- **Pointing dataset records**

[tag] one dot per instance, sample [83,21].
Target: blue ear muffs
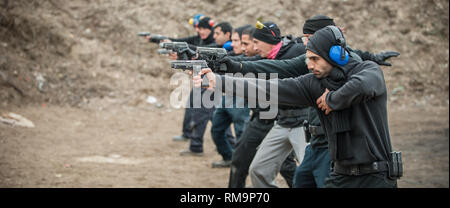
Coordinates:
[338,53]
[337,56]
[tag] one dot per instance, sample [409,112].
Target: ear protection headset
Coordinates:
[338,54]
[210,22]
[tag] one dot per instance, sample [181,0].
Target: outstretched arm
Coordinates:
[290,91]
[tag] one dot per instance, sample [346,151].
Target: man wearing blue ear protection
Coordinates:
[351,103]
[315,166]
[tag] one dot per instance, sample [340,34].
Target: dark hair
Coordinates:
[225,26]
[241,29]
[249,31]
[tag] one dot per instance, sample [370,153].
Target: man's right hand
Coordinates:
[197,78]
[232,66]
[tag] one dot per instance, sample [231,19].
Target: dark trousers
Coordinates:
[374,180]
[245,150]
[222,119]
[314,169]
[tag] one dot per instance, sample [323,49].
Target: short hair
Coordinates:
[241,29]
[249,31]
[225,26]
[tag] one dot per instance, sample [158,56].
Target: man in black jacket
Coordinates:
[351,101]
[271,46]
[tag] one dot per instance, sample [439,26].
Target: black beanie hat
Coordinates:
[316,23]
[206,22]
[321,42]
[270,33]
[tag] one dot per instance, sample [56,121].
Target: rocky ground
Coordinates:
[78,71]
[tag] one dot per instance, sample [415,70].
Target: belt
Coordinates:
[293,112]
[316,130]
[363,169]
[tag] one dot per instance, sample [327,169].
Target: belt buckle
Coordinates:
[312,131]
[354,170]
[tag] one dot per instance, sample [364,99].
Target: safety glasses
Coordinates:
[260,26]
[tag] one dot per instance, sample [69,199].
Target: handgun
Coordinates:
[211,56]
[195,65]
[181,48]
[155,38]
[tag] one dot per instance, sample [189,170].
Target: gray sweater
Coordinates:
[364,93]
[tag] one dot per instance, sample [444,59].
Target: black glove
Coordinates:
[232,66]
[380,58]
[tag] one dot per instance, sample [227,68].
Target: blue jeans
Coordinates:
[314,169]
[222,119]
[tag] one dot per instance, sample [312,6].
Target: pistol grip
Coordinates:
[223,67]
[205,82]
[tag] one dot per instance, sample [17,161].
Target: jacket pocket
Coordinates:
[354,148]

- **TASK INSTRUCTIONS**
Rewrite all of these lines with "one dot per instance" changed to "a single point for each instance" wherever it occurs, keeping everything else the same. Leave the pictures out.

- **SOLVED PROBLEM**
[tag] a single point for each instance, sample [83,21].
Target: blue ear muffs
Coordinates:
[338,53]
[337,56]
[tag] a single point for each instance, sample [409,112].
Target: ear protection headset
Coordinates:
[338,54]
[210,22]
[tag] a single point for each instance, sample [181,0].
Target: outstretched arm
Coordinates:
[290,91]
[tag] a single point for each instance, sample [346,151].
Target: man wearing blue ear protection
Coordinates:
[351,103]
[315,166]
[tag] a single point for each instance, sample [340,34].
Target: dark hair
Coordinates:
[225,26]
[241,29]
[249,31]
[tag] a single point for each instance, sample [370,153].
Target: man's right hand
Coordinates:
[197,78]
[232,66]
[tag] a single point for each instance, sample [231,19].
Target: dark trousers
Coordinates:
[374,180]
[245,150]
[222,119]
[314,169]
[tag] a single point for each instance, sample [323,49].
Target: short hair
Coordinates:
[241,29]
[249,31]
[225,26]
[tag] a single point for each instance, sample [158,56].
Target: man in black jacket
Coordinates:
[351,101]
[271,46]
[tag] a single point for each instance, sample [439,26].
Target: black beanie hat
Coordinates:
[316,23]
[206,22]
[321,42]
[270,33]
[tag] a single point for each instance, sample [56,121].
Target: rocky ground
Coordinates:
[78,71]
[tag] a single point for each instance, sample [415,70].
Target: belt
Coordinates:
[293,112]
[316,130]
[363,169]
[tag] a single point for each instance, sample [327,169].
Target: belt buckle
Coordinates:
[312,131]
[354,170]
[tag] a single point for each instance, sample [364,99].
Target: safety glasses
Coordinates:
[260,26]
[tag] a single point for each instance, sample [69,199].
Target: handgun
Coordinates:
[211,56]
[195,65]
[181,48]
[155,38]
[tag] a single point for each instance, sample [189,170].
Target: gray sweater
Coordinates:
[364,93]
[tag] a single point for each instance, sample [444,59].
Target: black glove
Coordinates:
[232,66]
[380,58]
[tag] a single point for each instance, sample [227,68].
Target: blue jeans
Coordinates:
[314,169]
[222,119]
[tag] a single point for each instance, sample [312,6].
Target: pistol grip
Coordinates:
[223,67]
[205,82]
[tag] a single point for each instance, sample [17,161].
Target: jacket pocket
Coordinates:
[354,148]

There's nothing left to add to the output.